Records from a data source
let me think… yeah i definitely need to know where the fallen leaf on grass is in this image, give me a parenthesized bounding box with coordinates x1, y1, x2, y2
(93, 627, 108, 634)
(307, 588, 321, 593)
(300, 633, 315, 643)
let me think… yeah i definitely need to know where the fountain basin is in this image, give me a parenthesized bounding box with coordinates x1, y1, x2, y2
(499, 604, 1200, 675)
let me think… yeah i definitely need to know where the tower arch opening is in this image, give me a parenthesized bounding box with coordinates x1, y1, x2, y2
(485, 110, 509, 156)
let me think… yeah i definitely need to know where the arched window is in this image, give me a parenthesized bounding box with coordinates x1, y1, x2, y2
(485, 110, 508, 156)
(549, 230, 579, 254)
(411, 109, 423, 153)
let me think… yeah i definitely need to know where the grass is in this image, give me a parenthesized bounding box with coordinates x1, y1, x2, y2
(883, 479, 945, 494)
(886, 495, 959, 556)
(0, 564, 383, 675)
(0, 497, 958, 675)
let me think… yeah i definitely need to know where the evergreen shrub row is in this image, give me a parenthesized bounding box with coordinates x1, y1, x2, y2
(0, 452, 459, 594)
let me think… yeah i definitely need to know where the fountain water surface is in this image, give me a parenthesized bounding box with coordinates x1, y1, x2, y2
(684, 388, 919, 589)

▶ **Instructions to follow**: Repeat only the lines starting at the one that contains "where the grass" and ending at the last line above, exactly as written.

▶ **Solution for this problem**:
let me think… yeah i definitely need to know where the grass is in this image, give me a parenthesized bounding box with coordinates x1, y1, x2, y2
(883, 479, 945, 494)
(886, 495, 959, 556)
(0, 564, 383, 675)
(0, 497, 958, 675)
let me think… yeah i definitely need to know where the evergreen shrub row is in this image, give me a parenthesized bounding box with coordinates x1, y1, x2, y2
(0, 452, 459, 594)
let me think… yeah i definitely need to know where the fountain water surface is in this image, give me a parenthesized bounding box with coordinates x1, y1, x2, y2
(684, 388, 919, 589)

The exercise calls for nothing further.